EXCERPT:
Mom: Anderson! [beat] You!
Reg: Wow, that was some venom, Mom.
Mom: Him. That—that— I will end you, Illusive Man. Is he pontificating at me?
Reg: Yes.
Mom: I suppose I should listen to his crazy rantings. I owe him that.
Reg: Maybe a little.
Mom: He’s out of his mind. He is completely lost it.

Mom: Well. This is gross. So they’re processing people at the Citadel?
Reg: I think so.
Mom: Look at me! I’m a wreck! Anderson! I need to find him.
Reg: A good choice.
Mom: Anderson, I’m coming for you. I’ll find you. I will find you.

Mom: Why aren’t I moving faster?! Look at me, I’m a disaster! Go, Shepard, go! [shoots husks] …why didn’t I have this gun before?

Mom: BEANS!
Reg: Garrus! EDI!
Mom: Come on, Joker, don’t let me down! Save my boyfriend. And your girlfriend! I picked the worst squad.
Reg: No.
Mom: Garrus, I— [selects love you option] Reg, I can’t handle this game.
Reg: Yeah, it’s brutal.
Mom: Come on, computer-me. We have to make this count. For Garrus. W—NO!

:|

Mom: HARBINGER.
Reg: What happened to indoor voices?
Mom: I lost mine sometime between a Harvester landing on me and a banshee shoving her arm through my chest.
Reg: Reasonable.
Mom: RUN FASTER SHEPARD! We have Reapers to destroy!

Mom: YES. [punches air] YES! Won! No thanks to those banshees showing up right on top of me! Okay, is this another calm spot? …are you laughing?
Reg: No. [is laughing]
Mom: Reg, you’re laughing.
Reg: Only because that’s how terribly that battle went fo—
Mom: Harbinger? [in perfect time with Shepard] I’m going to destroy hi—or go to the Citadel.

STATED EXERCISE 1:
From the gameplay transcript, extract the passage that begins at the words "Mom: I suppose" and stops after "I think so.".
STATED EXERCISE 2:
Extend the gameplay transcript beyond its final line.
The items that come next were taken from a separate source.

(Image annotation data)
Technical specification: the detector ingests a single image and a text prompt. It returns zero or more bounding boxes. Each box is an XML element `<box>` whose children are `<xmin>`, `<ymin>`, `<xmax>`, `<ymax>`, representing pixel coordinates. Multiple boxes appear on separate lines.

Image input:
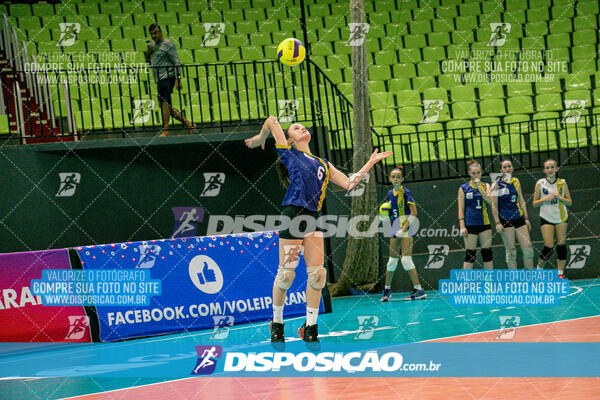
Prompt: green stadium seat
<box><xmin>369</xmin><ymin>92</ymin><xmax>396</xmax><ymax>109</ymax></box>
<box><xmin>573</xmin><ymin>29</ymin><xmax>597</xmax><ymax>46</ymax></box>
<box><xmin>479</xmin><ymin>99</ymin><xmax>506</xmax><ymax>117</ymax></box>
<box><xmin>506</xmin><ymin>96</ymin><xmax>534</xmax><ymax>114</ymax></box>
<box><xmin>410</xmin><ymin>20</ymin><xmax>431</xmax><ymax>34</ymax></box>
<box><xmin>425</xmin><ymin>32</ymin><xmax>452</xmax><ymax>50</ymax></box>
<box><xmin>475</xmin><ymin>117</ymin><xmax>504</xmax><ymax>136</ymax></box>
<box><xmin>123</xmin><ymin>25</ymin><xmax>149</xmax><ymax>40</ymax></box>
<box><xmin>403</xmin><ymin>34</ymin><xmax>427</xmax><ymax>49</ymax></box>
<box><xmin>450</xmin><ymin>86</ymin><xmax>475</xmax><ymax>102</ymax></box>
<box><xmin>525</xmin><ymin>21</ymin><xmax>548</xmax><ymax>36</ymax></box>
<box><xmin>417</xmin><ymin>61</ymin><xmax>442</xmax><ymax>76</ymax></box>
<box><xmin>446</xmin><ymin>119</ymin><xmax>473</xmax><ymax>139</ymax></box>
<box><xmin>423</xmin><ymin>47</ymin><xmax>446</xmax><ymax>61</ymax></box>
<box><xmin>394</xmin><ymin>90</ymin><xmax>423</xmax><ymax>107</ymax></box>
<box><xmin>535</xmin><ymin>93</ymin><xmax>563</xmax><ymax>111</ymax></box>
<box><xmin>390</xmin><ymin>125</ymin><xmax>419</xmax><ymax>144</ymax></box>
<box><xmin>432</xmin><ymin>18</ymin><xmax>455</xmax><ymax>32</ymax></box>
<box><xmin>533</xmin><ymin>111</ymin><xmax>559</xmax><ymax>132</ymax></box>
<box><xmin>392</xmin><ymin>63</ymin><xmax>417</xmax><ymax>78</ymax></box>
<box><xmin>387</xmin><ymin>78</ymin><xmax>412</xmax><ymax>91</ymax></box>
<box><xmin>527</xmin><ymin>7</ymin><xmax>550</xmax><ymax>22</ymax></box>
<box><xmin>409</xmin><ymin>142</ymin><xmax>437</xmax><ymax>163</ymax></box>
<box><xmin>398</xmin><ymin>49</ymin><xmax>421</xmax><ymax>64</ymax></box>
<box><xmin>438</xmin><ymin>139</ymin><xmax>466</xmax><ymax>161</ymax></box>
<box><xmin>436</xmin><ymin>6</ymin><xmax>458</xmax><ymax>20</ymax></box>
<box><xmin>369</xmin><ymin>65</ymin><xmax>392</xmax><ymax>81</ymax></box>
<box><xmin>504</xmin><ymin>114</ymin><xmax>531</xmax><ymax>134</ymax></box>
<box><xmin>573</xmin><ymin>15</ymin><xmax>597</xmax><ymax>31</ymax></box>
<box><xmin>398</xmin><ymin>106</ymin><xmax>423</xmax><ymax>125</ymax></box>
<box><xmin>591</xmin><ymin>125</ymin><xmax>600</xmax><ymax>146</ymax></box>
<box><xmin>454</xmin><ymin>15</ymin><xmax>478</xmax><ymax>31</ymax></box>
<box><xmin>551</xmin><ymin>3</ymin><xmax>575</xmax><ymax>20</ymax></box>
<box><xmin>466</xmin><ymin>136</ymin><xmax>498</xmax><ymax>157</ymax></box>
<box><xmin>417</xmin><ymin>122</ymin><xmax>444</xmax><ymax>142</ymax></box>
<box><xmin>535</xmin><ymin>80</ymin><xmax>562</xmax><ymax>94</ymax></box>
<box><xmin>31</xmin><ymin>3</ymin><xmax>54</xmax><ymax>17</ymax></box>
<box><xmin>412</xmin><ymin>4</ymin><xmax>435</xmax><ymax>21</ymax></box>
<box><xmin>372</xmin><ymin>108</ymin><xmax>398</xmax><ymax>126</ymax></box>
<box><xmin>412</xmin><ymin>76</ymin><xmax>437</xmax><ymax>90</ymax></box>
<box><xmin>558</xmin><ymin>126</ymin><xmax>588</xmax><ymax>149</ymax></box>
<box><xmin>8</xmin><ymin>4</ymin><xmax>32</xmax><ymax>17</ymax></box>
<box><xmin>452</xmin><ymin>101</ymin><xmax>479</xmax><ymax>120</ymax></box>
<box><xmin>498</xmin><ymin>134</ymin><xmax>527</xmax><ymax>155</ymax></box>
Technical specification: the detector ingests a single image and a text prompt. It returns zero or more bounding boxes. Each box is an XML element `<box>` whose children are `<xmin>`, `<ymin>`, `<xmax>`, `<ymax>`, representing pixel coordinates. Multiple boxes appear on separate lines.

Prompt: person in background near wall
<box><xmin>533</xmin><ymin>159</ymin><xmax>573</xmax><ymax>279</ymax></box>
<box><xmin>490</xmin><ymin>160</ymin><xmax>533</xmax><ymax>269</ymax></box>
<box><xmin>144</xmin><ymin>23</ymin><xmax>196</xmax><ymax>136</ymax></box>
<box><xmin>458</xmin><ymin>160</ymin><xmax>494</xmax><ymax>269</ymax></box>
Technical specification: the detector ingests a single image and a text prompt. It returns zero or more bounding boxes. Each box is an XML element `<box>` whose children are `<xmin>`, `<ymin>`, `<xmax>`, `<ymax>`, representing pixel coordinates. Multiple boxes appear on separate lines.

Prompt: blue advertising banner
<box><xmin>76</xmin><ymin>232</ymin><xmax>323</xmax><ymax>341</ymax></box>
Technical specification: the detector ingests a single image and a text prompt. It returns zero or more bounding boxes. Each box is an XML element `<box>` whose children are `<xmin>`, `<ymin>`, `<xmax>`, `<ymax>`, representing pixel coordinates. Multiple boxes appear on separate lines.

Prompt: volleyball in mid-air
<box><xmin>277</xmin><ymin>38</ymin><xmax>306</xmax><ymax>67</ymax></box>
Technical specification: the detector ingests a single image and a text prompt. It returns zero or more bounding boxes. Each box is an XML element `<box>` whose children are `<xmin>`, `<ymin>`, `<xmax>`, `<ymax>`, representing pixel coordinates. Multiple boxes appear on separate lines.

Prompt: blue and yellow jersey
<box><xmin>460</xmin><ymin>181</ymin><xmax>490</xmax><ymax>226</ymax></box>
<box><xmin>388</xmin><ymin>186</ymin><xmax>415</xmax><ymax>221</ymax></box>
<box><xmin>498</xmin><ymin>177</ymin><xmax>523</xmax><ymax>219</ymax></box>
<box><xmin>275</xmin><ymin>145</ymin><xmax>329</xmax><ymax>211</ymax></box>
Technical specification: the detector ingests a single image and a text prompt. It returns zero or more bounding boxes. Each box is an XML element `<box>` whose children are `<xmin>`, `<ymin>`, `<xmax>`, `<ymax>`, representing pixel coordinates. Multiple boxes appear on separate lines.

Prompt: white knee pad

FINAL RESULT 1:
Mom: I suppose I should listen to his crazy rantings. I owe him that.
Reg: Maybe a little.
Mom: He’s out of his mind. He is completely lost it.

Mom: Well. This is gross. So they’re processing people at the Citadel?
Reg: I think so.

FINAL RESULT 2:
SOON.

Mom: Let’s try these brutes again. Now that I know what’s going on. I can do this. [proceeds to kill them]
Reg: Watch out for the—
Garrus: Harvester!
Mom: Harvester? Whe—WHY IS IT LANDING ON ME?!
Reg: RUN AWAY!
Mom: WHY IS IT ALWAYS LANDING ON ME?!
Reg: KILL IT!
Mom: [kills it] Okay, so now missi—WHERE DID THAT BANSHEE COME FROM?

Okay so this is pretty amusing.

Mom: Did you mean these brutes?
Reg: Naw there’s only two.
Mom: [turns around] THERE ARE NOT JUST TWO.
Reg: OH GOD YES I MEANT THOSE BRUTES.
Mom: THEY’RE EVERYWHERE!
Reg: RUN RUN RUN!
Mom: I CAN’T RUN I HAVE TO SHOOT THEM!

And then we died.

Mom: What do you mean it’s still too close? No, I don’t want that thing any closer! Reg this is horrifying!
Reg: Isn’t it stressful?
Mom: More of them?!
Reg: Wait until the brutes show up.
Mom: The brutes?!

Mom: So many Reaper things to kill!
Reg: There are a LOT of them.
Mom: …did that guy just say our big damn guns don’t work?
Reg: Uh. Yes.
Mom: I’ll just have to do it myself. Like on Rannoch! Commander Shepard saves the galaxy with a laser pointer!

Sort of. But not really.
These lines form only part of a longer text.